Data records
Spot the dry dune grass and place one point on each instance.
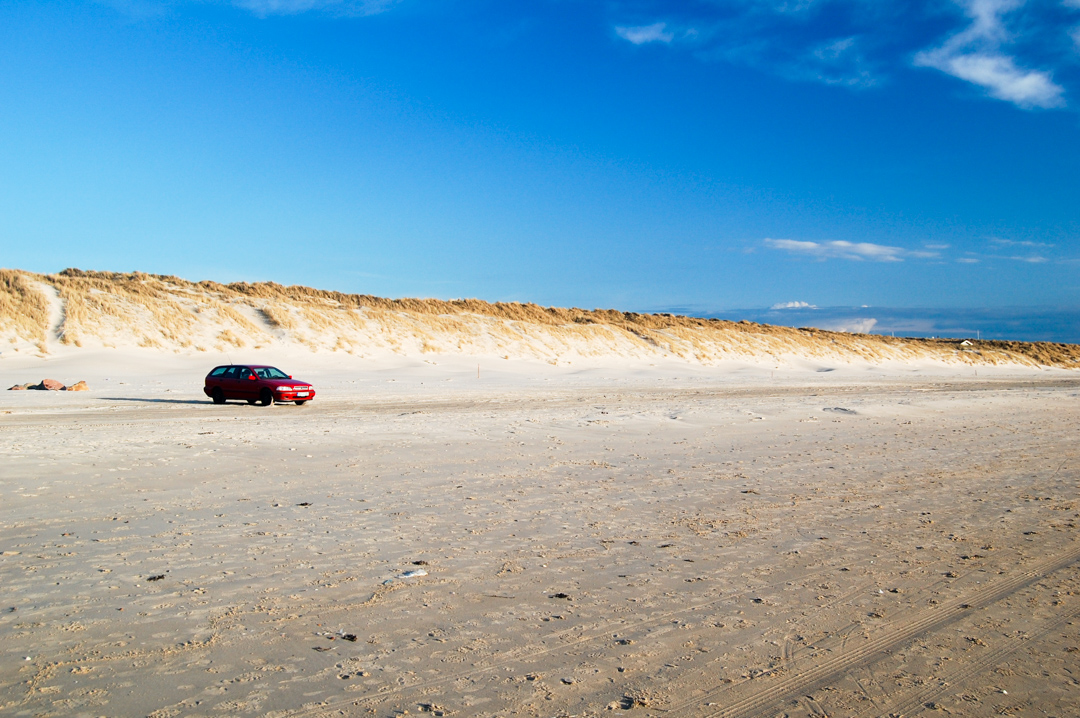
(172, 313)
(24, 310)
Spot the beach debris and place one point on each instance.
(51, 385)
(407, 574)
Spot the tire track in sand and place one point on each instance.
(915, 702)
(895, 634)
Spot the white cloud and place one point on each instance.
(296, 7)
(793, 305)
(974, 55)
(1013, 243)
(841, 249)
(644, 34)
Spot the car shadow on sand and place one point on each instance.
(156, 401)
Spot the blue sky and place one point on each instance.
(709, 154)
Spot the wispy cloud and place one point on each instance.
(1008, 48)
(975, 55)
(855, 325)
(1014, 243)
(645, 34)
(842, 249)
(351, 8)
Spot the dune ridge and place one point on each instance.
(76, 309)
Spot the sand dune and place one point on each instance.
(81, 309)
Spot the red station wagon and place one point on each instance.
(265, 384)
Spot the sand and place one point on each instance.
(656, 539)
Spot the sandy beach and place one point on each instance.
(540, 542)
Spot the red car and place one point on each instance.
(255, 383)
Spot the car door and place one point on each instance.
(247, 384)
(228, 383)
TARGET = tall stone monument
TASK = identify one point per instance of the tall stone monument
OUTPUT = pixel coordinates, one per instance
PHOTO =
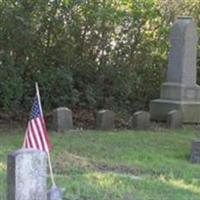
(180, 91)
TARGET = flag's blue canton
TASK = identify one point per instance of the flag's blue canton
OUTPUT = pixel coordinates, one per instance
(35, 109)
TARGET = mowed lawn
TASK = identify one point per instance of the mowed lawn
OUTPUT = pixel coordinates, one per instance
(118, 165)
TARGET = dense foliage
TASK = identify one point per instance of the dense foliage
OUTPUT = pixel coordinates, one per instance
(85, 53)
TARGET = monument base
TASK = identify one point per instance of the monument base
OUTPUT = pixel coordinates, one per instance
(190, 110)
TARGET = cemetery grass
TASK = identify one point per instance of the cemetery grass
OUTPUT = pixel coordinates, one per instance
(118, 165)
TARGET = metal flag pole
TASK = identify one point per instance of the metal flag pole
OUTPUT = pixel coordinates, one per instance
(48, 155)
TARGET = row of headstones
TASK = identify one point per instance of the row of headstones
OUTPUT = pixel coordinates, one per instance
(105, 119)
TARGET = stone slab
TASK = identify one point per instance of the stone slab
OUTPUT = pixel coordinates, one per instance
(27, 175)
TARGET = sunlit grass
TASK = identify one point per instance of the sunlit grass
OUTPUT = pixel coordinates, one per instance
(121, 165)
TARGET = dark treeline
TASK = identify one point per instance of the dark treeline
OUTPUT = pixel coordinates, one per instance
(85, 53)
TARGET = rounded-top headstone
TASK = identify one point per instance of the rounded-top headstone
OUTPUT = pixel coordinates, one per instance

● Exercise instructions
In the data above, find the line containing "Spot the sand and" and the line containing "TASK = identify one point per instance of the monument". Copy exactly the stretch from the first through the second, both included, leaving out any picture.

● Response below
Spot the sand and place one point on each instance.
(656, 539)
Spot the sandy beach and place one point on each instance.
(540, 542)
Spot the red car and place one point on each instance.
(255, 383)
Spot the car door and place one point on each instance.
(247, 384)
(228, 383)
TARGET = tall stone monument
TASK = identify one point per instance of the tall stone monument
OUTPUT = pixel coordinates, one per instance
PHOTO =
(180, 91)
TARGET = flag's blue canton
TASK = identify one point per instance of the flag's blue canton
OUTPUT = pixel coordinates, one per instance
(35, 109)
TARGET = mowed lawn
TASK = identify one point per instance of the mowed lawn
OUTPUT = pixel coordinates, one per instance
(118, 165)
TARGET = dense foliage
TASK = identify one point per instance of the dense foliage
OUTPUT = pixel coordinates, one per instance
(85, 53)
TARGET = monument base
TASK = identify one point per instance of the monument base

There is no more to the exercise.